→ **Exercise description**: Write the material out again exactly.

→ **Listing**:

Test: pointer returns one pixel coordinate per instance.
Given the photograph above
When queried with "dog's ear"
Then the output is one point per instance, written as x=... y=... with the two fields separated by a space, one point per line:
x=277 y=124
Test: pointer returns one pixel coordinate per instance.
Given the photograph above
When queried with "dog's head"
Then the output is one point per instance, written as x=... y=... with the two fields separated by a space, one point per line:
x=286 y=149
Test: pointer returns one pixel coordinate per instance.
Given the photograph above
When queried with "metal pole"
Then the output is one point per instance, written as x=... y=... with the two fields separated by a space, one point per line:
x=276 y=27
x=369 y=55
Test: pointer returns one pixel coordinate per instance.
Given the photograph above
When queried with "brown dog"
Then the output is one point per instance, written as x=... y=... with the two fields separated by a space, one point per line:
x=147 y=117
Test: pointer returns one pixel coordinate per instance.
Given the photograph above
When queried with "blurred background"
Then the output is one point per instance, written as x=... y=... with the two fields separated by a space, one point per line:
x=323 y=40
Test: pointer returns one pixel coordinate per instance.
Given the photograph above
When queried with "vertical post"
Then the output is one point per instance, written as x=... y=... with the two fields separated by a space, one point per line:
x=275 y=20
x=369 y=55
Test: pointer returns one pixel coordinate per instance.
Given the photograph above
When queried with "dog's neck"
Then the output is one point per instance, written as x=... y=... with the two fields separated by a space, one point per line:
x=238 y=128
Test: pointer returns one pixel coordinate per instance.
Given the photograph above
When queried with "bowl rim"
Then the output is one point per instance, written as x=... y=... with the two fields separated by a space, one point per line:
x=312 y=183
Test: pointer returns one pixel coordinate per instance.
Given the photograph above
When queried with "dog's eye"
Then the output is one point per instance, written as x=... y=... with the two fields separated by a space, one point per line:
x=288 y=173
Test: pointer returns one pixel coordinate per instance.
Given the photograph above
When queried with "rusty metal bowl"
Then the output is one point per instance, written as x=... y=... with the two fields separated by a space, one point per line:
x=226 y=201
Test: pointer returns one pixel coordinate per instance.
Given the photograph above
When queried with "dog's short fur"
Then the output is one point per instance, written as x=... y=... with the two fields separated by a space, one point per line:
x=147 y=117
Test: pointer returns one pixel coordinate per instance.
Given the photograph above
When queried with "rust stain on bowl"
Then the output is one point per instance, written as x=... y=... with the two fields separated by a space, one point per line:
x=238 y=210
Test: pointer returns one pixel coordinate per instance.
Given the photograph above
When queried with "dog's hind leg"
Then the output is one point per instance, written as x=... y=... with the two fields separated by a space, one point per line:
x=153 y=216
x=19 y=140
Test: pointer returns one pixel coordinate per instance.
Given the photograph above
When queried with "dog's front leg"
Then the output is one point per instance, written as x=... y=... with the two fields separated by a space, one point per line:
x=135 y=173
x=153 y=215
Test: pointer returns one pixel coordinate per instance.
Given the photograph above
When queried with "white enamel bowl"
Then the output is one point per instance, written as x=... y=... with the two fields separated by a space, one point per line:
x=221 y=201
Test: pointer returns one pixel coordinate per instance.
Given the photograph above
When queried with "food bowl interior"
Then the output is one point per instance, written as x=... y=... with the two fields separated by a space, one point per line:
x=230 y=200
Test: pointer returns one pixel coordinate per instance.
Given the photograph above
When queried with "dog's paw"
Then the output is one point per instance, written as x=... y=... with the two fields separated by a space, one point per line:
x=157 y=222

→ **Answer**:
Test: pointer returns one pixel coordinate per instance.
Given the photograph above
When queried with "dog's ear"
Then the output is one point per instance, written as x=... y=... with the two fields separated by a space, one point per line:
x=277 y=124
Test: pointer returns one pixel coordinate per instance.
Given the photograph above
When queried with "dog's head"
Then the output is one point per instance, written as x=... y=... with the two fields separated by a space, one point per line:
x=286 y=149
Test: pointer returns one pixel coordinate per instance.
Given the photograph above
When queried with "metal pole"
Then the output is one point per instance, written as x=... y=... with the two fields separated by a space, one point per line:
x=276 y=27
x=369 y=55
Test: pointer returns one pixel coordinate per instance.
Given the photograph above
When queried with "brown dog"
Then the output is one point per instance, written as x=... y=... with the two fields separated by a space, one point per line:
x=147 y=117
Test: pointer returns one pixel coordinate per instance.
Given the photograph above
When queried with "blurred background"
Then the output is one point per instance, written as x=... y=... with the two fields separated by a space, one point per line:
x=323 y=40
Test: pointer returns one pixel coordinate per instance.
Given the photograph above
When queried with "vertical post"
Then the output is one point per instance, written as x=... y=... with the two fields separated by a space, one point per line:
x=275 y=20
x=369 y=55
Test: pointer returns one pixel coordinate per instance.
Given the photograph above
When queried with "dog's neck"
Then the output is one point per instance, written as x=... y=... with the two fields separated by a space, one point per line:
x=238 y=128
Test: pointer returns one pixel coordinate per instance.
Given the photograph above
When queried with "bowl rim"
Then the output is one point per instance, written as x=... y=... with the two fields separated by a space, one point per line:
x=312 y=183
Test: pointer returns one pixel coordinate per instance.
Given the photograph above
When queried with "dog's eye"
Then the output is one point per instance, written as x=... y=... with the two fields separated by a space, one point per line:
x=288 y=173
Test: pointer returns one pixel coordinate per instance.
Given the photograph above
When queried with "rusty metal bowl"
Then the output is one point per instance, written as x=... y=... with the two fields separated by a space, one point per line:
x=226 y=201
Test: pointer returns one pixel coordinate per instance.
Given the photograph above
When queried with "dog's short fur"
Then the output is one point per instance, written as x=... y=... with the two fields separated by a space, one point per line:
x=147 y=117
Test: pointer returns one pixel coordinate per instance.
Given the photograph above
When queried with "rust stain on bowl"
Then the output is one point per instance, written as x=... y=... with the two fields separated by a space, one point per line:
x=238 y=210
Test: pointer returns one pixel coordinate per instance.
Given the photograph above
When queried with "dog's hind leg"
Then the output is one point per instance, written as x=... y=... with the two fields separated by a space, one point per line:
x=153 y=216
x=19 y=140
Test: pointer returns one pixel coordinate per instance.
Given the photograph above
When queried with "dog's front leg"
Then the output is one point per instance, written as x=... y=... with the two fields separated by a space, one point per line:
x=135 y=173
x=153 y=215
Test: pointer returns one pixel coordinate per instance.
Given the photograph above
When queried with "white enamel bowl"
Then the output is one point per instance, written as x=... y=... with the two fields separated by a space, one point per line:
x=221 y=201
Test: pointer returns one pixel coordinate per instance.
Given the photograph above
When queried with "food bowl interior"
Then the output is one point per instance, written as x=... y=... with the two fields separated by a space, one point per line:
x=230 y=200
Test: pointer returns one pixel coordinate per instance.
Given the photograph above
When queried with "dog's paw"
Then the output is one point per instance, written as x=... y=... with the two fields separated by a space, one point per line:
x=157 y=222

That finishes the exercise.